**EXERCISE TASKS**
1: From the passage on a close expat friend leaving, echo the text between "To help you" and "will not change.", inclusive.
2: Answer these questions from the passage on a close expat friend leaving:
(a) In which country does Jerry Jones live?
(b) Which publication did Liana Liston speak to?
(c) Which two activities does the passage name as things to do before the friend's departure?

**SUPPLIED PASSAGE**
====
To help you deal with the upset and isolation that can strike when a close expat friend heads off home, leaving you on your own, we’ve looked at ways to cope.

Talk about them leaving

Your friend is leaving. This is a fact and it will not change.

Don’t pretend that everything will carry on as normal after they’ve gone or that it won’t hurt. Both you and your friend are probably dreading the moment of goodbye, even more so if your family and theirs are close.

Make sure you acknowledge how close you’ve become and how much you will miss them. But also make sure they know they have your support in moving on to their next big adventure. It’s rare, but expat friendships sometimes turn sour in the final days if neither party can reconcile their emotions about the pending move.

Continue to be a loyal friend right up to the end, let them tell you their hopes and fears about the return home and help them with the practicalities.

Expat friendships are transient; as soon as you start getting close to someone, you acknowledge that you will have to say goodbye all too soon. Jerry Jones, an American who lives in China, recommends talking as much as possible. “Expats get to know people all over the world,” he writes at thecultureblend.com. “Leaving broken bits of relationship unattended to weakens that network. Communicating — very specifically — how much you appreciate people makes it crazy strong.”

Those expats who don’t discuss their friendships are likely to feel abandoned and thus spoil a good thing forever, as Australian expat Liana Liston told the Telegraph. “When I know someone’s going to leave, I start picking fights with them and am generally a bit mean,” she says. “I’ll get really offended at something they’ve done to react, and then convince myself that I’m not sad that they’re going.”

Make the most of the time you have left

You’ve enjoyed a close friendship up to this point, so why change it now?

As their departure date looms, make the most of the time you have left, do the things you’ve thus far put off. Go on that day trip, cook that meal together and build as many memories as you can.
====
**PROVIDED DATA**

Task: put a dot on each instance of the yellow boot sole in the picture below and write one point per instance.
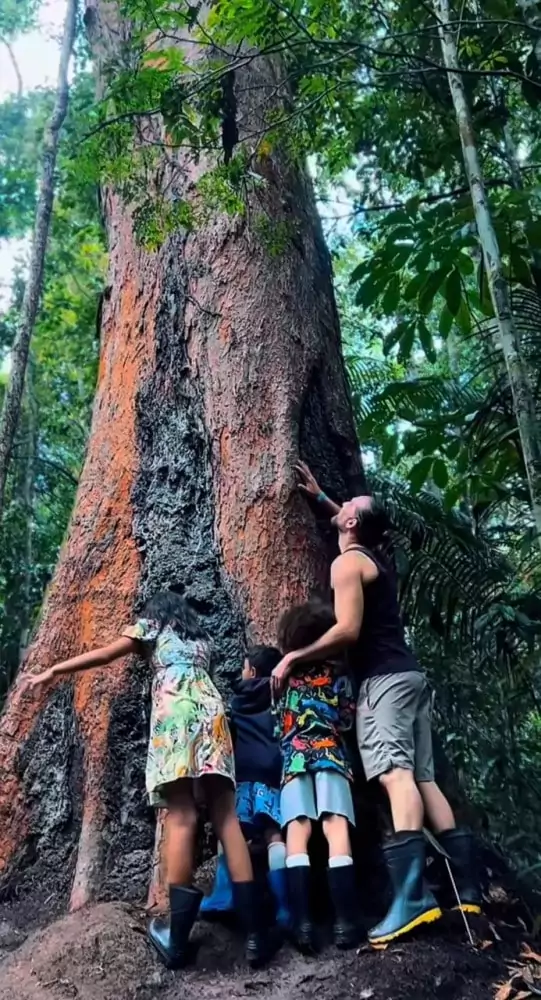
====
**EXERCISE RESPONSES**
1:
To help you deal with the upset and isolation that can strike when a close expat friend heads off home, leaving you on your own, we’ve looked at ways to cope.

Talk about them leaving

Your friend is leaving. This is a fact and it will not change.

2:
(a) China.
(b) The Telegraph.
(c) Going on that day trip and cooking that meal together.